• PROBLEM SET:
1/ List the things the writer of the post on Subversion and Git wants from a version control system, in the order the post gives them.
2/ Repeat everything in the post on Subversion and Git from "My world looks" down to "it's my world.".
3/ According to the post on Subversion and Git, which program was the only one available for CVS when it was used at Uboot?

--- PAGE ---

Why Subversion is better than Git
A while back I had to make a decision, as the most senior developer on a team, if we should stick with the Git version control system. Git is extremely popular these days in the open source community. It was developed by Linus Torvalds to manage the Linux source code. And everyone wants to be as cool as Linus.
But hold on. Linux is not your average project. Certainly not the average project I work on. Linux is programmed by thousands of developers all over the world, with a hierarchy of committers and reviewers. Linux has a large volume of code. People using and making modifications to the source code are programmers, who can handle complex concepts who know why merge conflicts occur and when to use feature branches, release branches, etc.
My world looks different. I sit in an office with 2-3 onsite people. Some of them are graphics people who have a good sense of what looks good, but not a good grasp of resolving merge conflicts using vi. Some of them are managers, bosses, project leaders, product creators, who should be enabled to edit certain things such as wording, but who certainly won't make much effort to learn anything new and will simply order me to do their wording changes myself if the system doesn't work to their liking. This may not be everyone's world, but it's my world.
So it would be surprising to find that one system fits all sizes (although certainly not impossible, look at TCP/IP!). But it certainly can't be assumed without evidence or investigation, that a system working for one world is the best solution for the other.
What do I want from a version control system? I want the following, in the following order (most important first):
- A system which can manage files between multiple users. A Windows share would suffice for this requirement. What I don't want is me having to send a file to someone via email, me changing the file, them sending a changed version 2 weeks later back to me, and another 2 weeks after that, and me having to manually work out what changed when, and trying to make a combined version in a text editor. Or me working on my codebase and my colleague working on their codebase, and then 1 month later having to try and merge the results in a text editor.
- History. Who did what when, and why? If something breaks, who did it? Why did they do it? If I revert their change, what will I break? The ability to revert to a previous version.
- Branches. If more than one person creates a new feature, I want to be able to check stuff in, they check stuff out. But it shouldn't go live yet. But live bugfixes need to happen. Multiple people could work on multiple different features, and one merges each feature into the "to release" history stream when they're ready: in whatever order they become ready.
- Being able to create patches of changes, send them to other people, have them review them, etc. Actually I don't need this functionality at all, but maybe I would if I worked on open source software.
OK let's look at objectives #1 and #2, my most important objectives. As stated above, as many people should be using the system as possible (incl. non programming roles), in order to make me send/receive emails of various versions of stuff as infrequently as possible. Here's my experience in this area:
- At Uboot, a long time ago, we used to use CVS. There was only WinCVS at the time, a terrible program by all accounts. My manager Helge simply refused to use it. He said "I don't need to use version control, that's for programmers". Therefore he was not technically able to do any wording, CSS or HTML changes. He had to delegate even the smallest thing to a web-designer or programmer.
- A manager before that, when I suggested web design should be using version control, said "don't even bother trying, web designers are too stupid to use version control". He literally said that. I didn't believe him. Years later at Uboot, the web designers were using CVS, thanks to my campaigning.

--- SUPPLIED ENTRIES ---

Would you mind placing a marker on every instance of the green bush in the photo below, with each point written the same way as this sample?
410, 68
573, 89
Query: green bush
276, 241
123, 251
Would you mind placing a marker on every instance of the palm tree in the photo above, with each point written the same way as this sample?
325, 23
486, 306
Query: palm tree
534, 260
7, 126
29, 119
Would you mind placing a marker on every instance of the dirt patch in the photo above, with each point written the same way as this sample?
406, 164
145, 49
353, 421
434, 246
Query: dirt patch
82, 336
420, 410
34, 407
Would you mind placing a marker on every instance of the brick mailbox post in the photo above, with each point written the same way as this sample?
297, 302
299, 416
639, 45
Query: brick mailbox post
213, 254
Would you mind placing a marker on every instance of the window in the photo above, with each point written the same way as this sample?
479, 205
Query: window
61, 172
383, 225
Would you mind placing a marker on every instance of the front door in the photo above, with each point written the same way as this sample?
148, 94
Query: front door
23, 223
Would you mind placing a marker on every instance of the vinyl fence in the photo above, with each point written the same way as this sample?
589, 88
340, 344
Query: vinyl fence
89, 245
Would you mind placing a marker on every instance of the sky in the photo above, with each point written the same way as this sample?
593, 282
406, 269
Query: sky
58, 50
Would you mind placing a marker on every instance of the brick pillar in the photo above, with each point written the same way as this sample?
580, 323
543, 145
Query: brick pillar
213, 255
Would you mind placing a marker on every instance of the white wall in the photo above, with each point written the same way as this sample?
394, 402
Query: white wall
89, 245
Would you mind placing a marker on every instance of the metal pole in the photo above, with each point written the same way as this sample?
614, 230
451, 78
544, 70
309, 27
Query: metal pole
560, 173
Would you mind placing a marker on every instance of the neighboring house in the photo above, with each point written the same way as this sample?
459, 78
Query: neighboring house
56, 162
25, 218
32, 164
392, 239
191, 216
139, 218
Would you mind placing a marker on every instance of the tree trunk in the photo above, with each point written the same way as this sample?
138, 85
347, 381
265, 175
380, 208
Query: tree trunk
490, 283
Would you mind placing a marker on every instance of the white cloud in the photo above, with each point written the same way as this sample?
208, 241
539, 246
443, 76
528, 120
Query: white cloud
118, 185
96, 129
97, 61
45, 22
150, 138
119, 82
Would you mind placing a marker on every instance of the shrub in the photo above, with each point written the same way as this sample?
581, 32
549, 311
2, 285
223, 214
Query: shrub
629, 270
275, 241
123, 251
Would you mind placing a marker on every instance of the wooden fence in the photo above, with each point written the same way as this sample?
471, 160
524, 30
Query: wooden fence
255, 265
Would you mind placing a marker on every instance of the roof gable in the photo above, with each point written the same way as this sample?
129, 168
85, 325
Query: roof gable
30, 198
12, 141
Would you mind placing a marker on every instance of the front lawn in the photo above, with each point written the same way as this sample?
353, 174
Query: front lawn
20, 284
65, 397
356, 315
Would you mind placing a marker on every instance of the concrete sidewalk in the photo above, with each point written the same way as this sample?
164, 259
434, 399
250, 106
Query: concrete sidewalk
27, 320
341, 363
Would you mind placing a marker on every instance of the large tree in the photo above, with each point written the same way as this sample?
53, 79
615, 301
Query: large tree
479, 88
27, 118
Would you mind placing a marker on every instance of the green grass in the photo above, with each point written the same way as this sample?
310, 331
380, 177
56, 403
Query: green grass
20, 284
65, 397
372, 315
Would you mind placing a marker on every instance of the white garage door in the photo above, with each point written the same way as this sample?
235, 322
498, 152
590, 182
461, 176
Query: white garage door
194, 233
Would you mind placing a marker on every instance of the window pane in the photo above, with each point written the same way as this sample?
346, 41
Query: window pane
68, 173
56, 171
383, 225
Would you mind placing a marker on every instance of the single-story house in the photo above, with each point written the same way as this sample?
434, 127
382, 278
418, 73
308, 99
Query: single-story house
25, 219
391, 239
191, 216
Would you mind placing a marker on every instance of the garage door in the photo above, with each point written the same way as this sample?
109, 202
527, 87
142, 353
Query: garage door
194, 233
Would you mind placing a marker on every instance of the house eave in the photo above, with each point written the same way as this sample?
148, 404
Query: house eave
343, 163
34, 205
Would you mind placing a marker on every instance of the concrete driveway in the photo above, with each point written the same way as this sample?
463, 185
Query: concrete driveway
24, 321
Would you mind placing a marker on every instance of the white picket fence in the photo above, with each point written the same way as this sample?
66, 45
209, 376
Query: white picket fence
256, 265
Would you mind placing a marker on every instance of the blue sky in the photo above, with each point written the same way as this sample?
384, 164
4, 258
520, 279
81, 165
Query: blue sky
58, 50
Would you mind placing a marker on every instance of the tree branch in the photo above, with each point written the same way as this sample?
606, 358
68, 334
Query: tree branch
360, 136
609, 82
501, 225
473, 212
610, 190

---

• EXERCISE RESULTS:
1/
1. A system that can manage files between multiple users
2. History
3. Branches
4. The ability to create patches of changes, send them to other people and have them reviewed

2/
My world looks different. I sit in an office with 2-3 onsite people. Some of them are graphics people who have a good sense of what looks good, but not a good grasp of resolving merge conflicts using vi. Some of them are managers, bosses, project leaders, product creators, who should be enabled to edit certain things such as wording, but who certainly won't make much effort to learn anything new and will simply order me to do their wording changes myself if the system doesn't work to their liking. This may not be everyone's world, but it's my world.

3/ WinCVS